**Texte du document**
################

Un jour, au hammam (texte déjà publié le 13 mars 2006)

hammamLa ronde rêvait d'aller au hammam. L'ambiance orientale, la chaleur, l'idée de s'occuper de son corps trop négligé, et puis aussi le thé à la menthe, l'odeur des huiles de massage... Mais à chaque invitation de ses amies, elle déclinait, invoquant les mêmes prétextes fallacieux que lorsqu'on lui proposait d'aller à la piscine. Parce que le hammam, bien sûr, impliquait de se dénuder et de se mouvoir ainsi en public. Sans même la perspective de s'immerger dans l'eau.

Et puis un jour, une amie de passage à Paris ne lui laissa pas le choix. C'était une fille différente, de celles à qui on ne dit pas qu'on peut pas se mettre nue devant elle, qu'on se sent trop grosse. Le style de fille qui n'aurait d'ailleurs jamais regardé les bourrelets de qui que ce soit et que ce genre de considérations semblait dépasser. Non pas qu'elle fût indifférente, mais son chemin avait été et serait toujours semé d'embuches bien plus insurmontables que quelques kilos en trop.

Alors, un peu malgré elle, la ronde se laissa faire et accepta de l'accompagner. Dès qu'elle entra dans la mosquée, elle fut submergée par l'odeur de l'huile qui sentait à la fois l'amande, l'argan, le thym et la lavande. La vapeur aussi, lui fit presque peur, comme si l'air saturé d'humidité ne parvenait pas à l'oxygéner. Et puis, petit à petit, elle s'habitua. Première bonne surprise, il n'y avait pas que des jeunes femmes au corps parfait. Vieilles marocaines aux seins lourds, femmes à la maigreur maladive, futures mères et copines étudiantes formaient un groupe disparate et hétéroclite, au sein duquel la ronde pouvait presque trouver sa place.

################

**Travail demandé**
• a. D'après le texte sur le hammam, quelles senteurs mêlait l'huile que la ronde sentit en entrant dans la mosquée ?
• b. Rédigez la suite du texte sur le hammam, en reprenant après sa dernière phrase.
Le matériel placé après ce récit est indépendant du texte sur le hammam.

**Extraits d'un jeu de données de détection**
################

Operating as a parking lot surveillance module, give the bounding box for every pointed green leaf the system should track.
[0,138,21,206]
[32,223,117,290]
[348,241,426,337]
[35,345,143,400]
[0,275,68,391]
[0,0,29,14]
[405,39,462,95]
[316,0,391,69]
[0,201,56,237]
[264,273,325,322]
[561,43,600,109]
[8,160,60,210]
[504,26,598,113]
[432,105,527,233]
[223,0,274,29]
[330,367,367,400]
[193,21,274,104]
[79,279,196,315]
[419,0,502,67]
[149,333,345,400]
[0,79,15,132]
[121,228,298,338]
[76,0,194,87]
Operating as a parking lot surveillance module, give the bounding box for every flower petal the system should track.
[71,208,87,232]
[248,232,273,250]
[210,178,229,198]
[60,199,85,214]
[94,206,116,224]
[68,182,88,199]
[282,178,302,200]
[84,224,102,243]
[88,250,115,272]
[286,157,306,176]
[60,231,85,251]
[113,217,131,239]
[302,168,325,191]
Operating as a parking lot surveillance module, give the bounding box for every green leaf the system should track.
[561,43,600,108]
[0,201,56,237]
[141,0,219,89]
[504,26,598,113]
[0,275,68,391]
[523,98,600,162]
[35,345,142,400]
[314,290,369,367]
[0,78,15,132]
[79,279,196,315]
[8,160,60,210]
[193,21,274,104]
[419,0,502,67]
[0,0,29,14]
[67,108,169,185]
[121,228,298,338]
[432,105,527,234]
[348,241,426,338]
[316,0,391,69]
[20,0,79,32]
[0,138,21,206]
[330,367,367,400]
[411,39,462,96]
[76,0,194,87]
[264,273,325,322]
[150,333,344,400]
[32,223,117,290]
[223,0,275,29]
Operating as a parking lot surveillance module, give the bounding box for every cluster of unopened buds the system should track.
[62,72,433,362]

################

**Réponses**
• a. L'amande, l'argan, le thym et la lavande.

• b.
Elle resta malgré tout un long moment entortillée dans son paréo devenu instantanément humide et collant. Son amie, elle, fut tout de suite nue, offrant le spectacle de son corps brut et sûr. Ses hanches pleines étaient rassurantes et ses longs cheveux noirs lui donnaient l'air d'une orientale. Il émanait d'elle une telle vérité, un aspect si terrien, que la ronde se sentait presque apaisée. Elles s'installèrent dans une alcôve, et commençèrent le rituel consistant à s'oindre de savon noir. La ronde, toujours bridée par ses complexes, se contentait de s'enduire les bras, refusant l'idée de tomber le paréo. Quand son amie eut ce geste dont elle ne soupçonna probablement jamais les répercussion ni la portée...

D'un geste doux mais sans appel, elle ota le tissu trempé et commença à l'enduire de mélasse noire. Le dos, puis les bras, le ventre, les jambes. Elle la lava comme une mère l'aurait fait. La ronde en pleura d'émotion, ses larmes se mêlant aux gouttes de vapeur. Difficile de trouver les mots pour dire ce qu'elle ressentit. Entre ces mains énergiques et amicales, son corps devenait aimable et pouvait être touché. Elle qui avait si souvent eu l'impression d'inspirer le dégoût, devenait l'objet d'une attention inespérée. Il n'y avait pas d'ambiguité dans l'attitude de son amie. En la lavant elle faisait simplement d'elle son égale.

Le reste de l'après-midi, je ne m'en souviens pas. Je garde juste en mémoire ces quelques minutes de plénitude. Et regrette que cette amie, partie aujourd'hui, n'ait jamais su.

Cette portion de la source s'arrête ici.